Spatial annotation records
/---

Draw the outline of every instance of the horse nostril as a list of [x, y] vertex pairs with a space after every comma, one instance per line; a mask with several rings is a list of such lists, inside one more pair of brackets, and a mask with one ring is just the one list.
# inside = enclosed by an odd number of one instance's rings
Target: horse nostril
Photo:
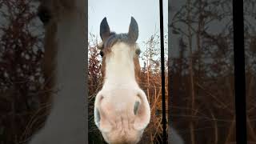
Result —
[[134, 115], [136, 115], [138, 114], [138, 106], [139, 106], [139, 102], [136, 101], [134, 106]]
[[46, 8], [39, 9], [38, 12], [38, 16], [39, 17], [40, 20], [42, 22], [44, 25], [46, 25], [51, 18], [50, 12]]

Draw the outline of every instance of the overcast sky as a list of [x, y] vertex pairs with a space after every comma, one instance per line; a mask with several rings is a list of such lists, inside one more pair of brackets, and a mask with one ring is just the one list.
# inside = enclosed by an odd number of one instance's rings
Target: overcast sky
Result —
[[[163, 0], [163, 3], [164, 29], [167, 33], [168, 0]], [[89, 0], [88, 4], [88, 32], [97, 35], [98, 38], [100, 22], [104, 17], [106, 17], [111, 31], [127, 33], [130, 17], [133, 16], [138, 25], [137, 42], [142, 50], [142, 42], [155, 32], [160, 32], [158, 0]]]

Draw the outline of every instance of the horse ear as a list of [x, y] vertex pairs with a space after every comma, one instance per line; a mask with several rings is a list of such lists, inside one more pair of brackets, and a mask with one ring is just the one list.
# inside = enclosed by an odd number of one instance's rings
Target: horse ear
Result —
[[110, 29], [107, 23], [106, 18], [105, 17], [102, 22], [100, 26], [100, 36], [103, 42], [106, 40], [107, 38], [110, 35]]
[[134, 42], [137, 41], [138, 37], [138, 26], [134, 17], [131, 17], [131, 19], [130, 19], [128, 36], [130, 39]]

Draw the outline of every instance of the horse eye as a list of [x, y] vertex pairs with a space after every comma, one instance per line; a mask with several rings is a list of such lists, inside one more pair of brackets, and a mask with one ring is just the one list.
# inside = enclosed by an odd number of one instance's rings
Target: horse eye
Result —
[[50, 12], [46, 8], [41, 8], [38, 10], [38, 16], [44, 25], [46, 25], [51, 18]]
[[100, 54], [102, 57], [103, 57], [103, 56], [104, 56], [103, 51], [100, 51], [100, 52], [99, 52], [99, 54]]
[[139, 55], [140, 54], [141, 54], [141, 50], [139, 50], [139, 49], [137, 49], [136, 50], [136, 51], [135, 51], [135, 53], [138, 54], [138, 55]]

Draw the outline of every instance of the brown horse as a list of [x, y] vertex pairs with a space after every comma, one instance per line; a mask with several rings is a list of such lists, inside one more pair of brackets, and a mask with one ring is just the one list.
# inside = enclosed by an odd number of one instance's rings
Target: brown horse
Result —
[[110, 32], [106, 18], [100, 26], [103, 42], [102, 89], [94, 103], [94, 121], [108, 143], [137, 143], [150, 119], [150, 108], [139, 87], [138, 26], [132, 17], [127, 34]]

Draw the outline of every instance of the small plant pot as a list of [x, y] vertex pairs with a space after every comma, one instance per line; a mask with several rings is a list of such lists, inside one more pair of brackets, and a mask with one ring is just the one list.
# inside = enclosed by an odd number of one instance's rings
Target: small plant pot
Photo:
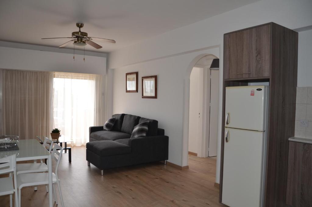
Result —
[[55, 140], [58, 140], [60, 137], [60, 132], [58, 133], [51, 133], [51, 138]]

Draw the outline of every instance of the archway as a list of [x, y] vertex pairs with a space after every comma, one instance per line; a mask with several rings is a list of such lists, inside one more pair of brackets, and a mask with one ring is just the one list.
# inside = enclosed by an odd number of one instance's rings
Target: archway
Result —
[[184, 80], [184, 103], [183, 114], [183, 137], [182, 149], [182, 166], [188, 165], [188, 153], [189, 115], [190, 111], [190, 76], [193, 67], [200, 60], [206, 57], [218, 58], [216, 54], [204, 53], [194, 58], [188, 66]]

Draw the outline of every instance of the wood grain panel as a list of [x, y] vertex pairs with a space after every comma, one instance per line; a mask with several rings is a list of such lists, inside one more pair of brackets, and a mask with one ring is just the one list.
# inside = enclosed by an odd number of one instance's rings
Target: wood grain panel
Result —
[[286, 204], [295, 206], [300, 205], [302, 148], [300, 144], [289, 143]]
[[[247, 37], [250, 42], [241, 39]], [[235, 82], [236, 84], [247, 84], [258, 82], [257, 80], [266, 80], [270, 82], [270, 95], [265, 205], [286, 206], [288, 138], [294, 136], [295, 131], [298, 40], [297, 32], [272, 22], [224, 35], [220, 202], [222, 201], [225, 87], [232, 86]], [[247, 42], [248, 44], [246, 43]], [[248, 49], [243, 48], [247, 46]], [[244, 58], [248, 56], [247, 61]], [[247, 68], [250, 75], [237, 76], [238, 72], [246, 72]], [[307, 191], [309, 190], [307, 189]]]
[[225, 78], [270, 75], [270, 25], [225, 34]]
[[312, 145], [289, 142], [286, 204], [312, 206]]
[[285, 206], [288, 138], [295, 134], [298, 33], [272, 23], [266, 206]]
[[312, 145], [302, 144], [300, 206], [312, 206]]

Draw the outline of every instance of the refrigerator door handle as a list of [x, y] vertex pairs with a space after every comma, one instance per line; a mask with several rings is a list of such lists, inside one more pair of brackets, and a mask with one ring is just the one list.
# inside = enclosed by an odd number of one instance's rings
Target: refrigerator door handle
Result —
[[227, 125], [228, 125], [230, 123], [230, 113], [228, 113], [227, 114], [227, 118], [226, 119], [226, 124]]

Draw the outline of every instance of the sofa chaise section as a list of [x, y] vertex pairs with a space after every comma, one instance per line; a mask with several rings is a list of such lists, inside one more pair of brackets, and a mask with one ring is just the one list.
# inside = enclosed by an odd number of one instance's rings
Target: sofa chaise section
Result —
[[[90, 142], [86, 145], [86, 160], [101, 171], [168, 159], [169, 138], [158, 128], [156, 120], [129, 114], [115, 114], [118, 126], [105, 131], [103, 126], [89, 128]], [[146, 137], [130, 138], [134, 126], [148, 121]], [[116, 124], [116, 123], [115, 124]]]

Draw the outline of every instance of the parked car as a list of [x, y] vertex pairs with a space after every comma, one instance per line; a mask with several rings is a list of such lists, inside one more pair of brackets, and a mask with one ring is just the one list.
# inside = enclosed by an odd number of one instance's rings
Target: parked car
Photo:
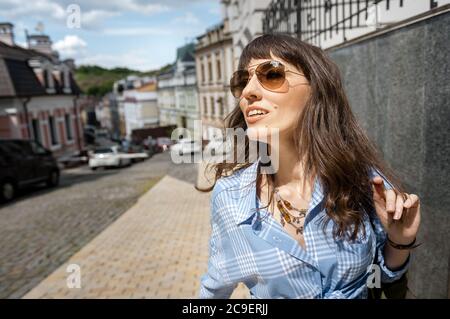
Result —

\---

TASK REQUIREMENTS: Rewrite the records starting with the line that contains "Draw the outline of every instance of the overcast" and going on through the line that contains "36], [130, 39]]", both included, reproducing every line, the requests among them. In the answers only, scale each vertex coordinate by 0.6 and round to the nearest whole number, with halves rounding up.

REPLY TO THE EXERCISE:
Draw the outline of every instance of the overcast sky as a list of [x, y] vertex pairs with a space after every comma, one instance per line; a mask with several rings is a list of such lists, inside one more pair of brackets, and a mask with one ring is just the one list.
# inside = enclosed by an odd number of one instance's rings
Target: overcast sky
Result —
[[[98, 0], [98, 2], [98, 17], [100, 20], [101, 0]], [[53, 0], [53, 2], [53, 19], [58, 21], [59, 23], [60, 13], [62, 10], [64, 10], [67, 19], [76, 20], [78, 10], [80, 10], [83, 15], [82, 25], [85, 30], [85, 25], [93, 19], [96, 19], [95, 0]]]

Draw the outline of every instance of the horse ear as a list of [x, y] vertex pairs with a space after every comma, one instance per line; a mask with several rings is a list of such lists, inside one more pair of brackets, and a mask with one ring is just the one list.
# inside = enclosed by an odd number of one instance's rings
Target: horse ear
Result —
[[66, 17], [64, 14], [64, 11], [63, 10], [61, 13], [60, 16], [60, 22], [62, 25], [64, 24], [64, 23], [66, 21]]
[[80, 25], [82, 25], [83, 22], [83, 16], [80, 10], [79, 10], [79, 11], [78, 11], [77, 22], [78, 23]]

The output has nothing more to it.